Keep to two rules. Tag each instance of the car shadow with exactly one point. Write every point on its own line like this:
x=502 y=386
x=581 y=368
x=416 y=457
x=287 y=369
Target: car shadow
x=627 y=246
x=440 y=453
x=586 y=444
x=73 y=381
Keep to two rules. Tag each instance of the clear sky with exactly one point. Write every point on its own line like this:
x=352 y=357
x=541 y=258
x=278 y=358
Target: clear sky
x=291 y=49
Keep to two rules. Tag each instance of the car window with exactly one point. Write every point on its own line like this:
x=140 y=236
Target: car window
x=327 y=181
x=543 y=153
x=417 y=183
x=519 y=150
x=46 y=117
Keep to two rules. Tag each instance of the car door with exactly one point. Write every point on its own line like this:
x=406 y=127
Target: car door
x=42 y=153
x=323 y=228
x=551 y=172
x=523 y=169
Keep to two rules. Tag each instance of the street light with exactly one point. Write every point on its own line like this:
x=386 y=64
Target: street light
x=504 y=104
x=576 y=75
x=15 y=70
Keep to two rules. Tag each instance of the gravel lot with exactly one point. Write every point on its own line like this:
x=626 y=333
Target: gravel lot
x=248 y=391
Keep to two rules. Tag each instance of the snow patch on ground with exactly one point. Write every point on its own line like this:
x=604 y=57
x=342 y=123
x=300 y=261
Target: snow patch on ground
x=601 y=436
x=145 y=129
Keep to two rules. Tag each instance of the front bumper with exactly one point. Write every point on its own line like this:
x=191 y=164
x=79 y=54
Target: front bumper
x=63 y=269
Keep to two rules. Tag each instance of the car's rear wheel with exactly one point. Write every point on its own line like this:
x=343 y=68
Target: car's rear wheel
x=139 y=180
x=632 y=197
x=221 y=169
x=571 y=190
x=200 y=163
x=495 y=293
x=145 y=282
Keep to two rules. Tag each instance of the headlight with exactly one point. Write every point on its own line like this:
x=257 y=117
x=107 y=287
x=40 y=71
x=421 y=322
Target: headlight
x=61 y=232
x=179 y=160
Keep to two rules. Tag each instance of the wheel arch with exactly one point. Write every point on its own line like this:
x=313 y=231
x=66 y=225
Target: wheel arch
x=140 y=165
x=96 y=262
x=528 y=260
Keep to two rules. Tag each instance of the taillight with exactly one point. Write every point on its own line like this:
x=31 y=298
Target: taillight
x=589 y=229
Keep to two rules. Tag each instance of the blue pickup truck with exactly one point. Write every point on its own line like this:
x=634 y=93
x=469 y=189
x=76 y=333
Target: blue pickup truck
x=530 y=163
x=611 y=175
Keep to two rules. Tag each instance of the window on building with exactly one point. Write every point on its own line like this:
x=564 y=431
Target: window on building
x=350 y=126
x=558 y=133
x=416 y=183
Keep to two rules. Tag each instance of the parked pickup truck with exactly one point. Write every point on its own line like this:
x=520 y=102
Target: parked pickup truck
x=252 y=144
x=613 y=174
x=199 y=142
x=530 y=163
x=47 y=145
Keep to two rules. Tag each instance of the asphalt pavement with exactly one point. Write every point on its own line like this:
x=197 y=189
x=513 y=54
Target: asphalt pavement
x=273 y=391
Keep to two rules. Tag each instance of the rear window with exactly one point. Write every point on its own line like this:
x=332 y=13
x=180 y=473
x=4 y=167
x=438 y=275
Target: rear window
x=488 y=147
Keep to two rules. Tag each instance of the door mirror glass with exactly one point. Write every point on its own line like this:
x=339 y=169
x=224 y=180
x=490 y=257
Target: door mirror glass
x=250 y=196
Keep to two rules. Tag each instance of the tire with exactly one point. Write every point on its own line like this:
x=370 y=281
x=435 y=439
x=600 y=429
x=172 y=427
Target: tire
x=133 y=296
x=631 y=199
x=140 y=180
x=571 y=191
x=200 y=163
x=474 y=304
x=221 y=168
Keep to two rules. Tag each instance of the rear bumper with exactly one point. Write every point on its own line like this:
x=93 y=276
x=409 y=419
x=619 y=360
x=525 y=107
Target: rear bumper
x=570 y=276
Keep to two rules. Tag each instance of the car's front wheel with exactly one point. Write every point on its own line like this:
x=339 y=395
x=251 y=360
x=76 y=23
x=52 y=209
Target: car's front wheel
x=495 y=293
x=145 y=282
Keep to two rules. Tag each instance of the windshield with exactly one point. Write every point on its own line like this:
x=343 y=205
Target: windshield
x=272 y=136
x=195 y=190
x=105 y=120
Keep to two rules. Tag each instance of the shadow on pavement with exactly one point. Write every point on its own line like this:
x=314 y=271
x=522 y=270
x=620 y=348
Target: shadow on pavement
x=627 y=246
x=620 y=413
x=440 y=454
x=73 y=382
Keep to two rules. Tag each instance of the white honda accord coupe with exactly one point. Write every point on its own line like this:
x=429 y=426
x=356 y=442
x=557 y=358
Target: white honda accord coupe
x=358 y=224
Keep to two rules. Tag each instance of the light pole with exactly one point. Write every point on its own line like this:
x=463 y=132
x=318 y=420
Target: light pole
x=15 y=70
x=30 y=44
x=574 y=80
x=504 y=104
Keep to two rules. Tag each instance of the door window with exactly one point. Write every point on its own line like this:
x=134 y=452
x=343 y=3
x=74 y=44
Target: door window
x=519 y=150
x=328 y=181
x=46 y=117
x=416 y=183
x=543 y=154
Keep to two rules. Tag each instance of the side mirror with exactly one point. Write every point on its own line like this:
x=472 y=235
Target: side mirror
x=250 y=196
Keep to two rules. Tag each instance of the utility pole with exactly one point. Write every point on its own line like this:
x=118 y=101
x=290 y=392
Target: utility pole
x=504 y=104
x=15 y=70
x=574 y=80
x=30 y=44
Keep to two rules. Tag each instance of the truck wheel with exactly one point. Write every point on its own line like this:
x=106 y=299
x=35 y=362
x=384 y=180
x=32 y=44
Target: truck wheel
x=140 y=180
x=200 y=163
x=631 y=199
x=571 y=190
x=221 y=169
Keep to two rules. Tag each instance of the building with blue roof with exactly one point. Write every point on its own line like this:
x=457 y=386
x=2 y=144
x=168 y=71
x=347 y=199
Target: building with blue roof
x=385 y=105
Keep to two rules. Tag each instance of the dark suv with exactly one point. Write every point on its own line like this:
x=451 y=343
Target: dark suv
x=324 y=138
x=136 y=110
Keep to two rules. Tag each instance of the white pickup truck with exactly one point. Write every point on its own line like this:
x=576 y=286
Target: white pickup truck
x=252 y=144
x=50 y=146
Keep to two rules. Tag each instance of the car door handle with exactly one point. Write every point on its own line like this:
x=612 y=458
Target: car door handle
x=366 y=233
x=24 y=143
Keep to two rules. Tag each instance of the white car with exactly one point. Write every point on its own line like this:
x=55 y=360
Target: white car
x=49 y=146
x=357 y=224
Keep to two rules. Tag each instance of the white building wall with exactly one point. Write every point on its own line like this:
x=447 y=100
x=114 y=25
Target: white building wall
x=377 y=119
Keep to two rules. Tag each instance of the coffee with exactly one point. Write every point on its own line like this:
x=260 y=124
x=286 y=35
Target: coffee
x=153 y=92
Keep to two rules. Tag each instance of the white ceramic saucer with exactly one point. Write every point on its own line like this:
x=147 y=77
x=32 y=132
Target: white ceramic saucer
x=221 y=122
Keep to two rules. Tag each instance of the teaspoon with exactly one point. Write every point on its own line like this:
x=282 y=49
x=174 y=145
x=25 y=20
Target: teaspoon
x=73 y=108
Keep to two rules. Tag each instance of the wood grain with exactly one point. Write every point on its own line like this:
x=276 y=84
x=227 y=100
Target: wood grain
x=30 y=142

━━━━━━━━━━━━━━━━━━━━

■ **Goal**
Convert every line of the listing above into a JSON list of strings, one string per line, leaving out any blank lines.

■ **Answer for this exercise**
[
  "Keep to two rules. Tag each instance of the car shadow with exactly one point. Write every point on its own line like this:",
  "x=502 y=386",
  "x=581 y=368",
  "x=416 y=457",
  "x=287 y=369",
  "Target: car shadow",
  "x=627 y=246",
  "x=440 y=453",
  "x=586 y=444",
  "x=73 y=381",
  "Keep to two rules. Tag each instance of the clear sky with exactly one point. Write every point on its own line like this:",
  "x=352 y=357",
  "x=541 y=258",
  "x=278 y=358",
  "Target: clear sky",
  "x=291 y=49",
  "Keep to two rules. Tag each instance of the car window with exactly one point. Write every point on its own line like this:",
  "x=140 y=236",
  "Target: car window",
  "x=327 y=181",
  "x=543 y=153",
  "x=417 y=183",
  "x=519 y=150",
  "x=46 y=117",
  "Keep to two rules. Tag each instance of the car door with exactly one point. Write every point on its own line like this:",
  "x=406 y=127",
  "Target: car door",
  "x=42 y=153",
  "x=323 y=228",
  "x=551 y=172",
  "x=523 y=169",
  "Keep to two rules. Tag each instance of the street light with exactly one point. Write every point on its own line like this:",
  "x=386 y=64",
  "Target: street light",
  "x=504 y=104",
  "x=576 y=75",
  "x=15 y=70",
  "Keep to two rules. Tag each instance of the gravel lot with exactly one point. Write every point on its own line like this:",
  "x=626 y=333",
  "Target: gravel lot",
  "x=248 y=391",
  "Keep to two rules. Tag each instance of the snow patch on ground with exactly one point. Write every point on its own line like this:",
  "x=604 y=57",
  "x=342 y=123",
  "x=300 y=261",
  "Target: snow patch on ground",
  "x=601 y=436",
  "x=145 y=129",
  "Keep to two rules. Tag each instance of the front bumper with exactly one point. Write every point on its own line like this:",
  "x=191 y=164",
  "x=79 y=54",
  "Target: front bumper",
  "x=63 y=269",
  "Keep to two rules. Tag each instance of the car's rear wheel with exactly one point. Write every point on its own line like this:",
  "x=343 y=68",
  "Target: car's rear wheel",
  "x=139 y=180",
  "x=632 y=197",
  "x=221 y=169",
  "x=571 y=190",
  "x=200 y=163",
  "x=495 y=293",
  "x=145 y=282",
  "Keep to two rules. Tag each instance of the headlight with exactly one point. Write every point on its own line like this:",
  "x=257 y=117",
  "x=107 y=287",
  "x=40 y=71",
  "x=421 y=322",
  "Target: headlight",
  "x=61 y=232",
  "x=179 y=160",
  "Keep to two rules. Tag each instance of the wheel arch with exactly one point. Write every point on its own line like this:",
  "x=313 y=231",
  "x=66 y=225",
  "Target: wheel arch",
  "x=140 y=165",
  "x=96 y=262",
  "x=528 y=260",
  "Keep to two rules. Tag each instance of the taillight with exactly one point. Write every point on its own line like this:",
  "x=31 y=298",
  "Target: taillight",
  "x=589 y=229",
  "Keep to two rules. Tag each instance of the blue pickup truck with exactly one point. Write every point on its own line like this:",
  "x=634 y=93",
  "x=469 y=189",
  "x=76 y=333",
  "Target: blue pickup truck",
  "x=530 y=163",
  "x=611 y=175",
  "Keep to two rules. Tag each instance of the window on building with exactly one point. Write every point on its own line like this:",
  "x=564 y=431",
  "Target: window on building",
  "x=350 y=126",
  "x=558 y=133",
  "x=416 y=183",
  "Keep to two rules. Tag each instance of the parked pickup truck with exactly one point. Write every point on its own line like this:",
  "x=520 y=102",
  "Target: parked pickup truck",
  "x=252 y=144",
  "x=613 y=174",
  "x=199 y=142",
  "x=530 y=163",
  "x=47 y=145",
  "Keep to two rules. Tag each instance of the asphalt pavement with exactly one point. Write every point on its own line like this:",
  "x=197 y=189",
  "x=513 y=54",
  "Target: asphalt pavement",
  "x=273 y=391",
  "Keep to two rules. Tag each instance of the rear window with exactly one point. Write every point on its own line like this:",
  "x=332 y=13",
  "x=180 y=473",
  "x=4 y=167",
  "x=438 y=275",
  "Target: rear window",
  "x=488 y=147",
  "Keep to two rules. Tag each instance of the door mirror glass with exactly one point. Write every point on its own line like this:",
  "x=339 y=169",
  "x=224 y=180",
  "x=490 y=257",
  "Target: door mirror glass",
  "x=250 y=196",
  "Keep to two rules. Tag each instance of the tire with exactly one point. Write every point on its own line like this:",
  "x=370 y=281",
  "x=435 y=439",
  "x=600 y=429",
  "x=172 y=427",
  "Target: tire",
  "x=133 y=296",
  "x=631 y=199",
  "x=140 y=180",
  "x=571 y=191",
  "x=200 y=163",
  "x=474 y=304",
  "x=221 y=168",
  "Keep to two rules. Tag each instance of the rear bumper with exactly one point. Write every point on its own line like this:",
  "x=93 y=276",
  "x=409 y=419",
  "x=619 y=360",
  "x=525 y=107",
  "Target: rear bumper",
  "x=570 y=276",
  "Keep to two rules. Tag each instance of the car's front wheel with exactly one point. Write every point on its own line like this:",
  "x=339 y=395",
  "x=251 y=360",
  "x=76 y=23",
  "x=52 y=209",
  "Target: car's front wheel",
  "x=495 y=293",
  "x=145 y=282",
  "Keep to two rules. Tag each instance of the windshield with exactly one point. Write every point on its own line like this:",
  "x=343 y=205",
  "Target: windshield",
  "x=272 y=136",
  "x=195 y=190",
  "x=105 y=120",
  "Keep to two rules. Tag each instance of the shadow on pavement with exactly one point. Write every point on its own line like this:",
  "x=314 y=271",
  "x=522 y=270",
  "x=620 y=348",
  "Target: shadow on pavement",
  "x=627 y=246",
  "x=620 y=413",
  "x=440 y=454",
  "x=73 y=382",
  "Keep to two rules. Tag each instance of the white honda accord coupe with exactly one point. Write every point on its own line like this:",
  "x=429 y=426",
  "x=356 y=442",
  "x=557 y=358",
  "Target: white honda accord coupe",
  "x=358 y=224",
  "Keep to two rules. Tag each instance of the light pole with exactly one point. Write every point on its own line like this:",
  "x=463 y=132",
  "x=318 y=420",
  "Target: light pole",
  "x=15 y=70",
  "x=30 y=44",
  "x=574 y=80",
  "x=504 y=104",
  "Keep to two rules. Tag each instance of the door window with exactly one point. Write every point on its own line like this:",
  "x=134 y=452",
  "x=343 y=3",
  "x=74 y=44",
  "Target: door window",
  "x=519 y=150",
  "x=328 y=181",
  "x=46 y=117",
  "x=416 y=183",
  "x=543 y=154",
  "Keep to two rules. Tag each instance of the side mirror with exactly one point. Write every point on its own line like this:",
  "x=472 y=235",
  "Target: side mirror",
  "x=250 y=196",
  "Keep to two rules. Tag each instance of the utility pole with exactly one point. Write every point on its own line like this:",
  "x=118 y=101",
  "x=290 y=392",
  "Target: utility pole",
  "x=504 y=104",
  "x=15 y=70",
  "x=574 y=80",
  "x=30 y=44",
  "Keep to two rules. Tag each instance of the truck wheel with exactly one point. Write every point on its own line like this:",
  "x=106 y=299",
  "x=35 y=362",
  "x=384 y=180",
  "x=32 y=44",
  "Target: truck wheel",
  "x=140 y=180",
  "x=200 y=163",
  "x=631 y=199",
  "x=571 y=190",
  "x=221 y=169",
  "Keep to two rules. Tag each instance of the building with blue roof with exactly one point. Write every point on its own line like this:",
  "x=457 y=386",
  "x=2 y=144",
  "x=168 y=71",
  "x=347 y=199",
  "Target: building with blue roof",
  "x=385 y=105",
  "Keep to two rules. Tag each instance of the dark suv with exactly one point. Write every point on its own line like this:",
  "x=451 y=343",
  "Target: dark suv",
  "x=324 y=138",
  "x=136 y=110",
  "Keep to two rules. Tag each instance of the white pickup truck with exactly one point. Write every point on its own line like this:",
  "x=576 y=286",
  "Target: white pickup truck",
  "x=252 y=144",
  "x=50 y=146",
  "Keep to two rules. Tag each instance of the car door handle with exactly one point. Write every point on its own line like this:",
  "x=612 y=458",
  "Target: car door handle",
  "x=366 y=233",
  "x=24 y=143",
  "Keep to two rules. Tag each instance of the white car with exactly one point. Write every point on its own line like this:",
  "x=55 y=360",
  "Target: white car",
  "x=49 y=146",
  "x=357 y=224",
  "Keep to two rules. Tag each instance of the white building wall with exactly one point. Write every point on its own line like this:",
  "x=447 y=100",
  "x=114 y=25",
  "Target: white building wall",
  "x=377 y=119",
  "Keep to two rules. Tag each instance of the coffee with exactly one point. Write every point on its own line like this:",
  "x=260 y=124",
  "x=286 y=35",
  "Target: coffee",
  "x=153 y=92",
  "Keep to two rules. Tag each instance of the white ceramic saucer with exactly one point. Write every point on its own line like this:",
  "x=147 y=77",
  "x=32 y=132",
  "Target: white ceramic saucer",
  "x=221 y=122",
  "Keep to two rules. Tag each instance of the teaspoon with exactly one point. Write every point on its own line like this:",
  "x=282 y=49",
  "x=174 y=145",
  "x=25 y=20",
  "Target: teaspoon",
  "x=73 y=108",
  "Keep to two rules. Tag each instance of the wood grain with exactly one point. Write every point on its own line like this:",
  "x=276 y=84",
  "x=227 y=100",
  "Target: wood grain",
  "x=30 y=142"
]